■ **RECORDS SHOWN**:
——

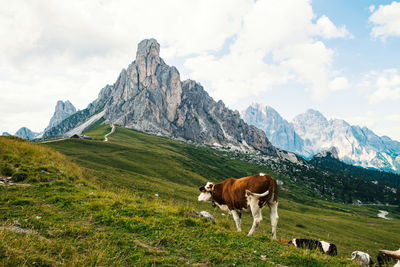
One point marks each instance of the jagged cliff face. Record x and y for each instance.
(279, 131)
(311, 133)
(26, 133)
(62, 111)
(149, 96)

——

■ **TASK OBJECTIVE**: Could you output the full set of entries exactly, skipping every picture?

■ **COMPLETED TASK**:
One point marks each instance of the jagged cliff face. Record x and y for each instance.
(279, 131)
(311, 133)
(26, 133)
(62, 111)
(149, 96)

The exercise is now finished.